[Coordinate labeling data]
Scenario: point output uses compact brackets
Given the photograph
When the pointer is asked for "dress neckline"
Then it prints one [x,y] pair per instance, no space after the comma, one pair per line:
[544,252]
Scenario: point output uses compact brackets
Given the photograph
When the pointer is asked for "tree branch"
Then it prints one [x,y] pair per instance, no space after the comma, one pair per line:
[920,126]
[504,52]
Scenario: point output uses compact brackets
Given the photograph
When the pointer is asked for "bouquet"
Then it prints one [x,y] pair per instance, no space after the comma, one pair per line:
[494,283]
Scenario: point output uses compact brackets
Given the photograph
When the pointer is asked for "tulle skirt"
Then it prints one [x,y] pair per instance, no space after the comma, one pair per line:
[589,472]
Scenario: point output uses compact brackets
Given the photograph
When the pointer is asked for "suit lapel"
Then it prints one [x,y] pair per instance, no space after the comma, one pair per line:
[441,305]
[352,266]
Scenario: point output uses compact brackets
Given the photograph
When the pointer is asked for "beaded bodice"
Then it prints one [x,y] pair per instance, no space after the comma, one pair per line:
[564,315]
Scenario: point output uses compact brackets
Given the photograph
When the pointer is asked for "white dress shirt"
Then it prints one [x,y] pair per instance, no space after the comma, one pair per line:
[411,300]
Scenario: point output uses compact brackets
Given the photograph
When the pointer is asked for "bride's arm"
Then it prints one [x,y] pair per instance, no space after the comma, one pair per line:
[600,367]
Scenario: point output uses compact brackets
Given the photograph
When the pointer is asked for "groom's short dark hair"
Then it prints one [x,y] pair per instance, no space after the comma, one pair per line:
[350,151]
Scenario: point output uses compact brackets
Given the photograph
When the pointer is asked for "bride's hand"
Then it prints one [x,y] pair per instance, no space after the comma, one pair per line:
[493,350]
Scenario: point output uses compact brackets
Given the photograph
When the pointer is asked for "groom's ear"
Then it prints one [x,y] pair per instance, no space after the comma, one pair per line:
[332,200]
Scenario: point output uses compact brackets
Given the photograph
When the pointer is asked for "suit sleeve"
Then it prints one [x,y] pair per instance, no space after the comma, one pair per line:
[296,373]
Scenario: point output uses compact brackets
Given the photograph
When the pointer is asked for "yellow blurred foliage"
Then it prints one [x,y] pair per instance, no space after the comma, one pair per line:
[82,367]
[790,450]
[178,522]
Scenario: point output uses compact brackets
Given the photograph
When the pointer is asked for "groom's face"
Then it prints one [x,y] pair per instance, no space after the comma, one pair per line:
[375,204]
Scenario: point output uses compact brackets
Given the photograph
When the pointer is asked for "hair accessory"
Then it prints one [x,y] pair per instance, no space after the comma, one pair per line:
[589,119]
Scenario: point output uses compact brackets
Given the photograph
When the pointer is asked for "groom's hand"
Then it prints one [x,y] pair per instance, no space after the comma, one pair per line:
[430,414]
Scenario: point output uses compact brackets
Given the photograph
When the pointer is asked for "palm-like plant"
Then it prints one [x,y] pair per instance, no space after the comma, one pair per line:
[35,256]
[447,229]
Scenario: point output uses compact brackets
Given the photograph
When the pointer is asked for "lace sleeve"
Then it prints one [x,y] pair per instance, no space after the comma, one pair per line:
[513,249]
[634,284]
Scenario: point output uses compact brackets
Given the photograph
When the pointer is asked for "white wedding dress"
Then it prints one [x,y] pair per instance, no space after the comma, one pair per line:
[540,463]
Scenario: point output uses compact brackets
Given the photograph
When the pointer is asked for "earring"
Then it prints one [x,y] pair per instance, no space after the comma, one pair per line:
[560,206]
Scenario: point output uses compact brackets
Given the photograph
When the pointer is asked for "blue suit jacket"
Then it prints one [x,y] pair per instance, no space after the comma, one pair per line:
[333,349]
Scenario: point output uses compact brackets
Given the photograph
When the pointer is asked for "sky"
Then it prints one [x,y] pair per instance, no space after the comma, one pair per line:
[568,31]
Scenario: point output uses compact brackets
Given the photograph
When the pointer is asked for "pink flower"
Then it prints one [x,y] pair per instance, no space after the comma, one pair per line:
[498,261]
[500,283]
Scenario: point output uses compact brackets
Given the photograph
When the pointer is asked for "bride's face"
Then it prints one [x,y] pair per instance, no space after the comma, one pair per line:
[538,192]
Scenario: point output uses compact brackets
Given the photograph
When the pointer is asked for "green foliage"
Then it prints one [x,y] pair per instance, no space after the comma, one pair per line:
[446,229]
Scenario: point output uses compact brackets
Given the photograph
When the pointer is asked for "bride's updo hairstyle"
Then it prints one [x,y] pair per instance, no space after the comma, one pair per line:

▸ **Description of the task**
Can you give every line above again, exactly as written?

▸ **Problem solution**
Scenario: point output uses compact brackets
Given the photograph
When the pointer is asked for "dress neckline"
Then it prints one [x,y] pair per instance, no space after the comma, one pair per line:
[544,252]
Scenario: point output uses compact brackets
Given the photograph
When the pointer is asked for "tree branch"
Then it prints one [x,y] pair per instance, no space after the comma, one pair per line:
[920,126]
[504,52]
Scenario: point output uses compact brackets
Given the photograph
When the pointer is asked for "bouquet"
Then it prints one [x,y] pair per instance, no space after the comma, one pair per line:
[494,283]
Scenario: point output uses compact brackets
Given the photograph
When the pointer is asked for "tulle skirt"
Then it prints one [x,y] pair per instance, no space after the comma, one pair per line:
[589,472]
Scenario: point output uses compact brackets
Given the photograph
When the pointer is asked for "suit lapel"
Then it prints one [x,y] pair per instance, no space after the comma, one pair per line:
[441,305]
[352,266]
Scenario: point output uses compact brackets
Given the photograph
When the pointer is asked for "beaded bodice"
Then it prints one [x,y] pair per instance, no space after the comma, one pair per line:
[564,315]
Scenario: point output uses compact brackets
Given the photograph
When the pointer is asked for "white dress shirt"
Then it prints one [x,y] pair per instance, no space after the comma, one pair per line:
[411,300]
Scenario: point output uses compact brackets
Given the photograph
When the pointer is asked for "bride's arm"
Then it prints one [x,y] pair per instance, no space after the comma, one pair per line:
[600,367]
Scenario: point output uses compact brackets
Given the photograph
When the pointer is asked for "groom's short dark hair"
Then it prints one [x,y] pair per instance, no space after the comma, one pair per line:
[350,151]
Scenario: point output uses compact brackets
Given the photograph
When the pointer is asked for "bride's hand"
Then it prints one [x,y] pair per instance, no space after the comma, one pair per line:
[493,350]
Scenario: point output uses compact brackets
Given the photograph
When the pointer is asked for "groom's ear"
Then it prints one [x,y] pair per instance, no space after the comma, one pair per line:
[332,200]
Scenario: point output uses compact brackets
Given the photograph
When the pointer is asked for "suit sleeve"
Then it prints one [x,y] pair per instance, no space after the comma, one pair per line:
[296,373]
Scenario: point output uses compact brackets
Given the photograph
When the pointer is asked for "yellow blurred foliage"
Then it prints one [x,y] pair per instance, no space after the comma, one pair per line:
[82,367]
[790,450]
[178,522]
Scenario: point output uses compact brackets
Given the photograph
When the pointer is asked for "groom's face"
Then it prints one [x,y] pair per instance, no space after the comma, one pair per line:
[375,204]
Scenario: point output uses compact brackets
Given the photograph
When the pointer is asked for "hair accessory"
Then it prints one [x,y] pair per instance, no space after the comma, one pair per line:
[589,119]
Scenario: point output uses compact brackets
Given the photograph
When the pointer is asked for "groom's hand"
Then it prints one [x,y] pair per instance, no space after the comma, one pair per line:
[430,414]
Scenario: point output uses compact brackets
Given the photograph
When the pointer is asked for "palm-like plant"
Then it prints one [x,y] pair per instance, no space after the comma, one pair per line:
[35,256]
[447,229]
Scenario: point output uses compact brackets
Given the photograph
When the pointer is asked for "lace sleeve"
Then it prints one [x,y] pair per instance, no space after the comma, one pair per line:
[513,249]
[634,284]
Scenario: point output uses compact brackets
Given the photograph
When the pointer is asked for "white wedding dress"
Then it prints one [x,y] pair per instance, no space after the comma, one pair per line:
[540,463]
Scenario: point output uses compact brackets
Given the photograph
When the pointer is asked for "earring"
Then it prints one [x,y] pair per instance, no space after the comma, one pair per line:
[560,206]
Scenario: point output uses compact brackets
Given the photograph
When the pointer is asked for "blue suit jacket"
Then it prints one [x,y] pair per instance, no space after the comma, one pair per line:
[333,349]
Scenario: point output uses compact brackets
Given the photograph
When the pointer is asked for "sky"
Then it prints one [x,y] pair per instance, no space after the comma, one pair per line:
[568,31]
Scenario: point output uses compact brackets
Given the photograph
When the pointer is asked for "pink flower"
Then it prints one [x,y] pair per instance, no space after the comma, one pair per line:
[498,261]
[500,283]
Scenario: point output uses compact brackets
Given the photograph
When the pointer is asked for "bride's face"
Then it prints one [x,y] pair per instance, no space after the comma, one pair per line:
[538,192]
Scenario: point output uses compact brackets
Given the photograph
When the pointer is asked for "green foliage"
Then it prints one [x,y] pair per instance, no space after the comma, one pair per line:
[446,229]
Scenario: point output uses compact brackets
Given the photograph
When the pointer is asked for "bride's updo hairstyle"
Then it prints one [x,y] pair per instance, no space after the comma, one pair per line:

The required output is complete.